__Fragmento del texto__
_ _ _ _ _ _ _

Realmente nunca antes lo había dicho, porque me parece que la palabra suena a novela melodramática mexicana; me suena a una de esas palabras que María Raquel le diría a Ernesto Francisco para que se case con ella, mientras que la hija de la novia de la cuñada de la vecina de la ahijada del tío interviene en la relación. Ese tipo de melodramatismo es lo que evoca esa palabra para mi, "hogar".
Yo nací en un hogar, claro. Solo porque no me gusta decir la palabra no quiere decir que no entienda o disfrute del contexto. Nací y crecí en un hogar genial, donde la familia y los amigos fueron siempre bienvenidos, donde las puertas estuvieron siempre abiertas; donde las muelas de cangrejo al ajillo no eran platillo de mesa fina sino merienda antes del coctel de langosta y el ceviche de mero, pero donde el arroz con huevo frito al almuerzo era una deliciosa sorpresa. No puedo decir que tuve todo, pero tampoco puedo decir que me faltó nada; es más, creo que lo único que quise con pasión desenfrenada fue una fiesta de quinceañera que no tuve - lo cual realmente quiere decir que no la quise con esa pasión que digo recordar. De todos modos, lo que hace un hogar no es que los padres cumplan cada deseo (por irracional que sea) de sus hijos, sino en que haya reglas que se hagan cumplir; y de vez en cuando el cumplimiento de esas reglas otorga privilegios adicionales. Yo tuve muchos.
El día que me fui de mi casa, una mañana de agosto de 2001, mi hermana se mudó a mi cuarto. Ya antes de eso yo había paseado por ambos cuartos suficientes veces para tener recuerdos en cada uno de ellos, de modo que el hecho de que se me "otorgara" el otro cuarto no fue un problema. El problema fue que "el otro cuarto" ya no era mío, porque yo ya no vivía ahí; el otro cuarto era ahora el cuarto de huéspedes. La casa de mis papás nunca ha dejado de ser mi hogar: donde sea que mis papás vivan va a ser mi hogar. La casa de mis papás dejó de ser mi casa.
Desde agosto de 2001 soy una nómada, como me dice mi papá. Una hija pródiga que no hace más que buscar razones, excusas y motivos, más que para simplemente no volver, para no poder volver.

_ _ _ _ _ _ _

__Trabajo requerido__
Del texto sobre el hogar, reproduce el tramo desde "El día que me" hasta "ser mi casa." y reemplaza "cuarto de huéspedes" por "cuarto de visitas". Los ítems no cumplen ningún papel aquí.

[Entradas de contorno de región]
_ _ _ _ _ _ _

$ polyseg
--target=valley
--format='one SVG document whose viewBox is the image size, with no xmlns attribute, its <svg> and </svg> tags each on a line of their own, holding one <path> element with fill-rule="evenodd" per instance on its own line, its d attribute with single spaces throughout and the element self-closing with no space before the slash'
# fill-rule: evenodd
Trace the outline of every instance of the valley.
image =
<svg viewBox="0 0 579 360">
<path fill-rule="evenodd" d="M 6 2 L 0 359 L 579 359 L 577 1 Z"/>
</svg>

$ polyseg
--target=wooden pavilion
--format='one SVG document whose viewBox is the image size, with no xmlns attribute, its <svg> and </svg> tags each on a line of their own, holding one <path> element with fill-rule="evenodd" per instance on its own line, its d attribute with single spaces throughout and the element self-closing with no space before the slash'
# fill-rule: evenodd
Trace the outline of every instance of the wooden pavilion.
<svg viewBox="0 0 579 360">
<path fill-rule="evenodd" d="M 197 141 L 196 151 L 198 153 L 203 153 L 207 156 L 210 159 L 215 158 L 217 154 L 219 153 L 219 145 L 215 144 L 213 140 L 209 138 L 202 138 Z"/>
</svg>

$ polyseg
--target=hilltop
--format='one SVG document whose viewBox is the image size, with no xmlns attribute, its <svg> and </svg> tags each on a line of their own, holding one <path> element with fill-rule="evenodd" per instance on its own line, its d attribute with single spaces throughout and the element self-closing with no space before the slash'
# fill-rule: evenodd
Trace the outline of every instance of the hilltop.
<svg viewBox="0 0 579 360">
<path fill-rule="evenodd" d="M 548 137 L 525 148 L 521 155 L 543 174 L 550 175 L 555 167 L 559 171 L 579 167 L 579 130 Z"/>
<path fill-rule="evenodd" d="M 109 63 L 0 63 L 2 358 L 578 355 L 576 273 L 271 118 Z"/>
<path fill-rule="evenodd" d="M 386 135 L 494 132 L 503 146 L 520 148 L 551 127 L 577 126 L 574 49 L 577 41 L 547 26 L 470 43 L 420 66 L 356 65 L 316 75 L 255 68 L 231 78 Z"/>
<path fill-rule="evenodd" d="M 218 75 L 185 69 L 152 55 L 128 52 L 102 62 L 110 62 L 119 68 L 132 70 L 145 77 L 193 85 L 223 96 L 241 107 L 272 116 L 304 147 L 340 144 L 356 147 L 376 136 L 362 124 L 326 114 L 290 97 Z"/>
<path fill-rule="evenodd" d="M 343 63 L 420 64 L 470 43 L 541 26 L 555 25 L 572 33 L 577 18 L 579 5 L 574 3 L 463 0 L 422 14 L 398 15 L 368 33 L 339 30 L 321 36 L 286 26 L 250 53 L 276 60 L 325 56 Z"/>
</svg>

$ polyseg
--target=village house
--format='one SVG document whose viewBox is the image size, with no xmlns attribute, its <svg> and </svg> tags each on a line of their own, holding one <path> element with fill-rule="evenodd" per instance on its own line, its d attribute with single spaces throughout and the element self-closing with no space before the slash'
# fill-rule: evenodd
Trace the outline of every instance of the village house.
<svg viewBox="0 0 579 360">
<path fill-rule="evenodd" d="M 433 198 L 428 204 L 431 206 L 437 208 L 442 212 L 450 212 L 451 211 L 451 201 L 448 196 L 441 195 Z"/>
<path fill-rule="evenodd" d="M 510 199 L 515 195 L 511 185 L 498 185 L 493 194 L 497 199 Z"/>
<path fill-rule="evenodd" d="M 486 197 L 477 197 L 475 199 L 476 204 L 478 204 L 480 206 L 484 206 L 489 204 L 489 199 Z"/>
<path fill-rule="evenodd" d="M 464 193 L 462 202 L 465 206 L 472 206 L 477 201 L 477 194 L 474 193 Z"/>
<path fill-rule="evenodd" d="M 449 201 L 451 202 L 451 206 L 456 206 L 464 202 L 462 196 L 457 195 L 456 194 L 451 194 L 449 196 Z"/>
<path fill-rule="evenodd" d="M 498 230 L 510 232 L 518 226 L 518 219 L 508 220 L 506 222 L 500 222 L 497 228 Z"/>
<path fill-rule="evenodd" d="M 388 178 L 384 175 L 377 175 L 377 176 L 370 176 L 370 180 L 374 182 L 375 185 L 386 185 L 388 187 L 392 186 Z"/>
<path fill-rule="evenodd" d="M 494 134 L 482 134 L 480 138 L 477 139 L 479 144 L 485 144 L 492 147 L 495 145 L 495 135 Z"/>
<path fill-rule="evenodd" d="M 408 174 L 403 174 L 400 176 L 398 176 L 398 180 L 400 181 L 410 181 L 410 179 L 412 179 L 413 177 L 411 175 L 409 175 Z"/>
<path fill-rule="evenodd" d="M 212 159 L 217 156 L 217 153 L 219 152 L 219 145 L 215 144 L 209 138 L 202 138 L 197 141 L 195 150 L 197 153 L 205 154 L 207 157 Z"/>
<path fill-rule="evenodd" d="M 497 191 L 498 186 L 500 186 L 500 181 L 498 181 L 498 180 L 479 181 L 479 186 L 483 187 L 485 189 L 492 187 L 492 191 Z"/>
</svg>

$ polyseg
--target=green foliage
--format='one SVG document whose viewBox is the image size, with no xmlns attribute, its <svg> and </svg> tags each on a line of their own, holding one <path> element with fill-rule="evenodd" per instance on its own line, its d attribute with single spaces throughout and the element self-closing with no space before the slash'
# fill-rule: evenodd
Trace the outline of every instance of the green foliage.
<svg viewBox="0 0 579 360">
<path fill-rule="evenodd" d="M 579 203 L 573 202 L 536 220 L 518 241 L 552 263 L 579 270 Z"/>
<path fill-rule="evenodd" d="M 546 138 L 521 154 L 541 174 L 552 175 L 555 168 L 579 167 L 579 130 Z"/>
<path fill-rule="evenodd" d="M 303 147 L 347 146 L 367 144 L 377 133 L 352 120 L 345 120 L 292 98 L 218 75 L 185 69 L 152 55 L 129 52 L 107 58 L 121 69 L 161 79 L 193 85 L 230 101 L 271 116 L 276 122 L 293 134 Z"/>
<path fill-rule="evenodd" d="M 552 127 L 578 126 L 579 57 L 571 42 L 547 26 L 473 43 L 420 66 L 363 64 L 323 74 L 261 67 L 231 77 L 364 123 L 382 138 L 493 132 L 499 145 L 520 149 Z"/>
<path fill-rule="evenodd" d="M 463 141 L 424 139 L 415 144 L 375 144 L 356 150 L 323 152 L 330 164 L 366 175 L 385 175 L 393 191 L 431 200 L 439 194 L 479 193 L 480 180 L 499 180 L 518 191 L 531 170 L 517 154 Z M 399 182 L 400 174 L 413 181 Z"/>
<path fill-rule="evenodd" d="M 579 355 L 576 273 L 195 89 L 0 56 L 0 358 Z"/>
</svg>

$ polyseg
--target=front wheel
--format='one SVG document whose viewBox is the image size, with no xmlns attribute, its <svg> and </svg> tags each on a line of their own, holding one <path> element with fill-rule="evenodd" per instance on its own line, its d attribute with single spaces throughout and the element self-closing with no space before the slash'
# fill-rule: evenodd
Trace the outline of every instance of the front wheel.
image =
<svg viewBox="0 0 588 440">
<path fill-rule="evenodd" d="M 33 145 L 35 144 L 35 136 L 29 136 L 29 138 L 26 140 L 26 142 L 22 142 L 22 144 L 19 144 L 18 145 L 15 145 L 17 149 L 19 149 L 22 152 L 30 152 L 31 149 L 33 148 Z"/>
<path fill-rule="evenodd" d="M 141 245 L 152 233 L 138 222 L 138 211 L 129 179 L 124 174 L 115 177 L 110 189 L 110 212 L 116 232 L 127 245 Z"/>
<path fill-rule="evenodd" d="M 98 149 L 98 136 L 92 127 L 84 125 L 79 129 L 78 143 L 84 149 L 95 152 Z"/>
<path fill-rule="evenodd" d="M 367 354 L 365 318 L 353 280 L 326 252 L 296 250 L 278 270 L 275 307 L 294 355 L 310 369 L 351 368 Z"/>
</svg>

_ _ _ _ _ _ _

__Respuesta escrita__
El día que me fui de mi casa, una mañana de agosto de 2001, mi hermana se mudó a mi cuarto. Ya antes de eso yo había paseado por ambos cuartos suficientes veces para tener recuerdos en cada uno de ellos, de modo que el hecho de que se me "otorgara" el otro cuarto no fue un problema. El problema fue que "el otro cuarto" ya no era mío, porque yo ya no vivía ahí; el otro cuarto era ahora el cuarto de visitas. La casa de mis papás nunca ha dejado de ser mi hogar: donde sea que mis papás vivan va a ser mi hogar. La casa de mis papás dejó de ser mi casa.